### YOUR TASK:
Starting at the line that contains "Each instance gets a single point. Label the metal", set down each line exactly until the records end, keeping both ends and adding nothing.

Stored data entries
________________

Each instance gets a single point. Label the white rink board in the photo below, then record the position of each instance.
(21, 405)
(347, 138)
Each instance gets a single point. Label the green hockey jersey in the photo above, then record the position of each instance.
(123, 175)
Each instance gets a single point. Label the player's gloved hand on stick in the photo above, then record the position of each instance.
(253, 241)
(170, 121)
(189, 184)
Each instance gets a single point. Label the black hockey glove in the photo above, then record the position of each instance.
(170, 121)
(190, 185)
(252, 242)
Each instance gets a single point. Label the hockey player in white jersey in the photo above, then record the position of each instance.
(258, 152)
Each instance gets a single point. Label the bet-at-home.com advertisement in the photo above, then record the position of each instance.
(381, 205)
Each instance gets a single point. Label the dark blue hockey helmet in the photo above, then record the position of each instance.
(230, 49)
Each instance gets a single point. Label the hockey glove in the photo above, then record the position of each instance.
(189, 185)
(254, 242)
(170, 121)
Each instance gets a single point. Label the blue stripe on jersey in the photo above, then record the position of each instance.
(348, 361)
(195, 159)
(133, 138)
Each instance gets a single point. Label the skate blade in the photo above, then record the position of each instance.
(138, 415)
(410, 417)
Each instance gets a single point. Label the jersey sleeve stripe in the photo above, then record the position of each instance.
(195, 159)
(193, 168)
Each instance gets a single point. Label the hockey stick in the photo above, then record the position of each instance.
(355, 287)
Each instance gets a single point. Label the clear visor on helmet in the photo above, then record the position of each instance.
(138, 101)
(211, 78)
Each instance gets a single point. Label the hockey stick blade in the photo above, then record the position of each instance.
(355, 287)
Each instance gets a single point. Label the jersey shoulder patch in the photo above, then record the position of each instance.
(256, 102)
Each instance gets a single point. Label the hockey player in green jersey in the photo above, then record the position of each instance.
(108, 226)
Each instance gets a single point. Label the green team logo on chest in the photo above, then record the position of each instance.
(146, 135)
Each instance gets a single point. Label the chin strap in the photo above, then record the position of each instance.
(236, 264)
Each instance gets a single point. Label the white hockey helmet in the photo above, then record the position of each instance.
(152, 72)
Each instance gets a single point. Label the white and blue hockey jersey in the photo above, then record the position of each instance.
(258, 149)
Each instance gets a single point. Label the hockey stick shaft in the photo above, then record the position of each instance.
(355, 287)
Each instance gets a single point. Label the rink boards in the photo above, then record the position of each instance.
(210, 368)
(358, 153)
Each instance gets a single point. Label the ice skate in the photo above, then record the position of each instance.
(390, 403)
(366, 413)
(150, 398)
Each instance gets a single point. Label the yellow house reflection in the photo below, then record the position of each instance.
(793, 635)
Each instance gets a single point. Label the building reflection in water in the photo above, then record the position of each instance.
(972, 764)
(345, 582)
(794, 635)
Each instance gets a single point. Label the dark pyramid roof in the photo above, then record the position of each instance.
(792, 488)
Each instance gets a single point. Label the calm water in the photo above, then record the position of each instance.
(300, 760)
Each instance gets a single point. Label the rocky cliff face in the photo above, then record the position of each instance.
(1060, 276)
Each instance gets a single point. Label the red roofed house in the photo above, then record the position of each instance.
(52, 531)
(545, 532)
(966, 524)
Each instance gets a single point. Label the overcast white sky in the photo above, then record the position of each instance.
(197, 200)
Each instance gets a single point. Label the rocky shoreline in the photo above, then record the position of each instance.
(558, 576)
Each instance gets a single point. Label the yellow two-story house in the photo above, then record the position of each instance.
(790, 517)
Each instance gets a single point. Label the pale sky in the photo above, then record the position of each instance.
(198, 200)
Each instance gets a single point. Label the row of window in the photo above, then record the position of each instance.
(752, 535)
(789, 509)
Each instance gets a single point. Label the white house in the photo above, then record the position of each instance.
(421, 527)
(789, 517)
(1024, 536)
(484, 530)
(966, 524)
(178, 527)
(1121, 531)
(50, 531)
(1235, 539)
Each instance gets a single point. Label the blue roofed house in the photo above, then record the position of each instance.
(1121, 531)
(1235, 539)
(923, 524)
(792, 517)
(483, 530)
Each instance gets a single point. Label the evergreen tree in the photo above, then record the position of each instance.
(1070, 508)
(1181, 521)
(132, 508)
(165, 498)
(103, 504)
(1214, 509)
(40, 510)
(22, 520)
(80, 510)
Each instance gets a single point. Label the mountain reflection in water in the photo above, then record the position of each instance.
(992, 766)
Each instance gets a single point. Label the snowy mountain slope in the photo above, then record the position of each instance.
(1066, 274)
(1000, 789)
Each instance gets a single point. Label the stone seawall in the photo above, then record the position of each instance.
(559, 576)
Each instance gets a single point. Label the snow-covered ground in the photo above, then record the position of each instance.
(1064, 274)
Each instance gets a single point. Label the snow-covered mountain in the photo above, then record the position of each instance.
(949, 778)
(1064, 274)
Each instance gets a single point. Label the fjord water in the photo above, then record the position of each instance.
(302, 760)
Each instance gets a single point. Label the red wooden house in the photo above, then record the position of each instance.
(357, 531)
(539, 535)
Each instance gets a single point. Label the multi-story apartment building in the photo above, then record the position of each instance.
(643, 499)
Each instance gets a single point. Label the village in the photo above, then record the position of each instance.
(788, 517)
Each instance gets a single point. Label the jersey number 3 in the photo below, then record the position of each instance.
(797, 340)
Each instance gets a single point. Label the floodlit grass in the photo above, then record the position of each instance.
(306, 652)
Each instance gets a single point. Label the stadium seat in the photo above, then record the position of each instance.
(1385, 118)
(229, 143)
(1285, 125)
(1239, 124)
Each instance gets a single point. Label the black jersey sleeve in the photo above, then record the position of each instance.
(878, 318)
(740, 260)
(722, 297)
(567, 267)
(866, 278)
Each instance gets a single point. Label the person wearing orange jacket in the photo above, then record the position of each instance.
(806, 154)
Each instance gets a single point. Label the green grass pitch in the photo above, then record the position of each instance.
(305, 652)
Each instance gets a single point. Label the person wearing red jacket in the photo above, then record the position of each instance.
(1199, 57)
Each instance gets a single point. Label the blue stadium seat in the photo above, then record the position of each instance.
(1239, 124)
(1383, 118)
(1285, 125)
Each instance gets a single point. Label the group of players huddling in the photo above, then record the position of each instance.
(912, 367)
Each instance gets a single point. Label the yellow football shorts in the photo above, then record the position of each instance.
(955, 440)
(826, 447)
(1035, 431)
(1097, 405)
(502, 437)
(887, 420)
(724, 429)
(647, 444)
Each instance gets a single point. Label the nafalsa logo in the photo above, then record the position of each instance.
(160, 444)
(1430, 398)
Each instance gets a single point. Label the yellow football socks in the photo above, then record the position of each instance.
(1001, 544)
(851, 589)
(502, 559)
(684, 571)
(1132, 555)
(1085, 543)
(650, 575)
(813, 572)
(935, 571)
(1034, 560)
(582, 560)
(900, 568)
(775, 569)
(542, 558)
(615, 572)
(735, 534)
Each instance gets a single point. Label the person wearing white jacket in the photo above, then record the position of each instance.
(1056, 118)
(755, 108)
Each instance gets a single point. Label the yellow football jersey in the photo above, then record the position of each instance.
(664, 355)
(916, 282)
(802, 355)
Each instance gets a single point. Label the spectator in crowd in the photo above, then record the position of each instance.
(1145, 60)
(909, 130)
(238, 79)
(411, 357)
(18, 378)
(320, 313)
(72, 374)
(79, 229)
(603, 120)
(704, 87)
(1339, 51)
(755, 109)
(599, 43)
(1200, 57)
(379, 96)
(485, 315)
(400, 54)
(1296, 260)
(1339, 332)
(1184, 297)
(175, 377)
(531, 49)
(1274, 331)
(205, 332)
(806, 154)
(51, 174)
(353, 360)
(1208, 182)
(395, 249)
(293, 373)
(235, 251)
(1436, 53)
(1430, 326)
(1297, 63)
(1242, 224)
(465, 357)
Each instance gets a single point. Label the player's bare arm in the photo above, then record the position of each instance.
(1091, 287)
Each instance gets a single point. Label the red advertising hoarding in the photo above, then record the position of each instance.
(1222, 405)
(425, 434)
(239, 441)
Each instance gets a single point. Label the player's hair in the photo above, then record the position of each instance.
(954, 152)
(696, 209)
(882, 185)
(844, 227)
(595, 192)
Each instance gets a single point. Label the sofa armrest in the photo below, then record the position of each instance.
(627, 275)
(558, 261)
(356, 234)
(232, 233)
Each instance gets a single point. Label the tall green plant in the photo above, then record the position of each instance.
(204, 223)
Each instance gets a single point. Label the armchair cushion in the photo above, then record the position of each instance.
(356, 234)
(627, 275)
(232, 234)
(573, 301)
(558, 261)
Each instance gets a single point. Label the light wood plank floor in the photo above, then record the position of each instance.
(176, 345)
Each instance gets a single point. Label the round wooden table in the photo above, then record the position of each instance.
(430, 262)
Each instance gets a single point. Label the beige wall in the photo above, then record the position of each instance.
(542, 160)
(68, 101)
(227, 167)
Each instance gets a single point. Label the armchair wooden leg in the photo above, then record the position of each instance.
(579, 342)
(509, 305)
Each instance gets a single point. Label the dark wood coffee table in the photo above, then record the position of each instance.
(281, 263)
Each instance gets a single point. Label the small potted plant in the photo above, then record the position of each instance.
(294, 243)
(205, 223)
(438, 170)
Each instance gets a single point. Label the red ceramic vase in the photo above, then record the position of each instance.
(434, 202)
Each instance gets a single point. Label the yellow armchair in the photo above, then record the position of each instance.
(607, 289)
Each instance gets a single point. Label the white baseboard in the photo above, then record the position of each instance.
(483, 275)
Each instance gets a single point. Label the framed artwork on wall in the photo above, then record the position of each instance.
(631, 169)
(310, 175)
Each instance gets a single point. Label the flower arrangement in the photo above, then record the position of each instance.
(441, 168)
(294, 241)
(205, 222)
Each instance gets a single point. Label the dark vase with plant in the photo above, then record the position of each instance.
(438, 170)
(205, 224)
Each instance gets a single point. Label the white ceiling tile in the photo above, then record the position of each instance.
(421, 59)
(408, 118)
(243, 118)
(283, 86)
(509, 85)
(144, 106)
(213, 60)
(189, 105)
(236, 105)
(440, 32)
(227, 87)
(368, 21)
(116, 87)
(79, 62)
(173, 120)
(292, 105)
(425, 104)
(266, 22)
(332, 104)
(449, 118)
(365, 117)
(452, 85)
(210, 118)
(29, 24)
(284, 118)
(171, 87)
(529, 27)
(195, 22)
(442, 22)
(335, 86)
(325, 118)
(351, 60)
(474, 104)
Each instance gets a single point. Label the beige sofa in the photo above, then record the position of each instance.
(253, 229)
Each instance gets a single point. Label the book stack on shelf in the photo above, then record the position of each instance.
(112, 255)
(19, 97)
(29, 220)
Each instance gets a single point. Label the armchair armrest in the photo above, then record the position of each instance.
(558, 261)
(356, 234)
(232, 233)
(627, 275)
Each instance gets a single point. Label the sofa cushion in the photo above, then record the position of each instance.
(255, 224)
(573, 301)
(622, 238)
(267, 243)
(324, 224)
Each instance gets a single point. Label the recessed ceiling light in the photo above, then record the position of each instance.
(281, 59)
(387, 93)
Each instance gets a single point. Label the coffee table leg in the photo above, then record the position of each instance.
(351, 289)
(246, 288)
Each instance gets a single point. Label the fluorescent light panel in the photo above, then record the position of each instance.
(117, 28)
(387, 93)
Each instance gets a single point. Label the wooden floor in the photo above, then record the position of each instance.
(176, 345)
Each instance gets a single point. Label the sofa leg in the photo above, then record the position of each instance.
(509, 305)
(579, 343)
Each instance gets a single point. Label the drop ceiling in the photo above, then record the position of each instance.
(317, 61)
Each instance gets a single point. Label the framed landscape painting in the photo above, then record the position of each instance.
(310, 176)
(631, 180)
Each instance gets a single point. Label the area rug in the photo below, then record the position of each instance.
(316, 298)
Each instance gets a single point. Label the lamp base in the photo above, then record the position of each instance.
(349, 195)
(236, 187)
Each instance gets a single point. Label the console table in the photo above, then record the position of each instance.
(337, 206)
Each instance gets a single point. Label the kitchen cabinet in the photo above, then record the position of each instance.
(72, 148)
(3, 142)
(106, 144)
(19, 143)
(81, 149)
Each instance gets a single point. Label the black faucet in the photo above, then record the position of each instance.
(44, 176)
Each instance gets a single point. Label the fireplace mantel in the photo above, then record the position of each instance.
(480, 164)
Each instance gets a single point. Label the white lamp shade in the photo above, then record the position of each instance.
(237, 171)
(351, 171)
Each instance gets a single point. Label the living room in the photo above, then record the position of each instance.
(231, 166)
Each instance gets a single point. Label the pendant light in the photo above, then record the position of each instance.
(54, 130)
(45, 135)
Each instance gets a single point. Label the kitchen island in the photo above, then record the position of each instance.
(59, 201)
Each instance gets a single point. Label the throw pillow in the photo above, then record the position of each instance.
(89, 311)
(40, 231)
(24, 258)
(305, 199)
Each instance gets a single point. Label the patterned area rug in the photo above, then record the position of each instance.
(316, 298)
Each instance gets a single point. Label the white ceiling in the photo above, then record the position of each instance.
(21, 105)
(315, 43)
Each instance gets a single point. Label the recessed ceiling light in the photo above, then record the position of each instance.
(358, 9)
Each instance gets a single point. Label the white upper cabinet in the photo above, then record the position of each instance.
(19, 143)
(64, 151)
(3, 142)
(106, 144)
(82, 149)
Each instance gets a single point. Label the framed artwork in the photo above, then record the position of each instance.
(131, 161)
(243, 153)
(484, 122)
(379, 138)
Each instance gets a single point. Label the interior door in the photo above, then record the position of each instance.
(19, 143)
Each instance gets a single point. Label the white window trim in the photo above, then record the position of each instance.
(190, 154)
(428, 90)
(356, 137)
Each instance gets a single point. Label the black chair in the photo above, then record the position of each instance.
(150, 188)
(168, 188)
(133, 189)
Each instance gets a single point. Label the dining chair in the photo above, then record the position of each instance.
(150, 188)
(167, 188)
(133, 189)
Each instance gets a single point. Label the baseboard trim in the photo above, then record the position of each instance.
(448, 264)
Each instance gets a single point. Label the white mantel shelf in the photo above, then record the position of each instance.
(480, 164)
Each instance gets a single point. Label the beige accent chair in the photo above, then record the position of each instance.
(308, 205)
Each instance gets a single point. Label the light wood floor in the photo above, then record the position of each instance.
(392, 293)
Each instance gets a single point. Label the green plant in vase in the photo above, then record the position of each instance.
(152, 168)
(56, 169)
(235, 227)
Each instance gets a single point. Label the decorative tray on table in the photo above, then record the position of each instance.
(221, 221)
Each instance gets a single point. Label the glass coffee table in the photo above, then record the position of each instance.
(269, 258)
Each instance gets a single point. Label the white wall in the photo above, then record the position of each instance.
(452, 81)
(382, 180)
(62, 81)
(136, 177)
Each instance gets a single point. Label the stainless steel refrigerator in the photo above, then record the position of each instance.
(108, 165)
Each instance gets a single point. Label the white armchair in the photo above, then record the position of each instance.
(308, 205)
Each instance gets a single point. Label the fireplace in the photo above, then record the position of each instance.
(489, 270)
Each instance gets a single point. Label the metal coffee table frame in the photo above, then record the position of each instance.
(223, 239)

________________

### OUTPUT FOR THIS TASK:
Each instance gets a single point. Label the metal coffee table frame in the photo above, then record the position of each instance.
(223, 239)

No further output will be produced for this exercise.